=== Supplied text ===

Jacques-Timothe Boucher Sieur de Montbrun (anglicized to Demonbreun soon thereafter), born 1747 in Quebec, set the bar for country music’s stories of cheating, gambling, drinking, and being the boss more than two centuries before anybody thought of supporting the storyline with a 1-4-5-4 chord progression and a fiddle.

Lightly called a fur trader, he came to the city to make his fortune and fame, much like songwriters today. Looking back, it would be easy to call Demonbreun, the son of French Canadian near-royalty and brother to two nuns, a spoiled child who did what he wanted, a classic-case misogynist and polygamist, a conceited adventurer. He was a man who conned the Spanish governor out of a war, carried on graceful correspondence with Thomas Jefferson and Alexander Hamilton, owned several slaves, may have served as a spy, and was a decorated veteran. He fought in the Revolutionary War, extraordinarily so it seems, given the number of land grants he received across Kentucky and Tennessee.

===

— Exercise task 1 —
In the passage about Demonbreun, which two men are named as his correspondents?
— Exercise task 2 —
Reproduce word for word the part of the Demonbreun passage that opens with the words containing "Lightly called a" and closes with "Kentucky and Tennessee.".

=== Available data ===

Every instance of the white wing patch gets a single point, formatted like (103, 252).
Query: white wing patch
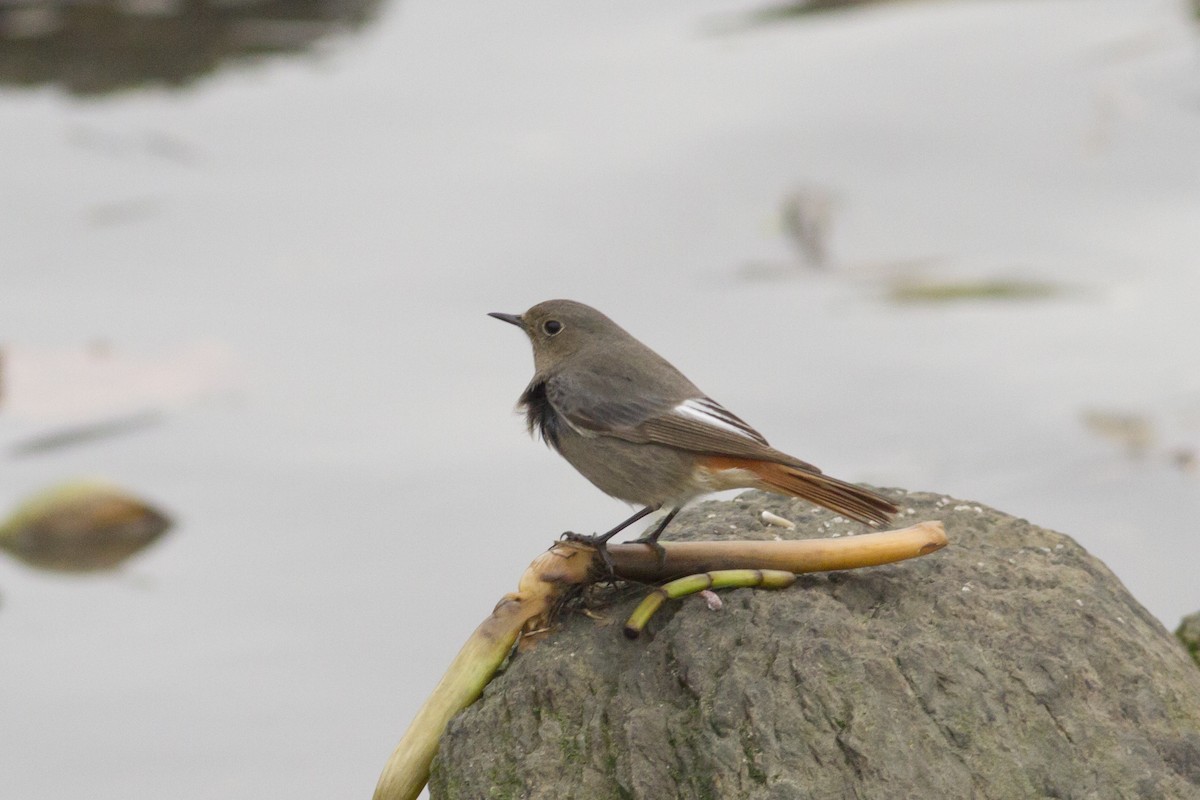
(712, 413)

===

— Problem solution 1 —
Thomas Jefferson and Alexander Hamilton.

— Problem solution 2 —
Lightly called a fur trader, he came to the city to make his fortune and fame, much like songwriters today. Looking back, it would be easy to call Demonbreun, the son of French Canadian near-royalty and brother to two nuns, a spoiled child who did what he wanted, a classic-case misogynist and polygamist, a conceited adventurer. He was a man who conned the Spanish governor out of a war, carried on graceful correspondence with Thomas Jefferson and Alexander Hamilton, owned several slaves, may have served as a spy, and was a decorated veteran. He fought in the Revolutionary War, extraordinarily so it seems, given the number of land grants he received across Kentucky and Tennessee.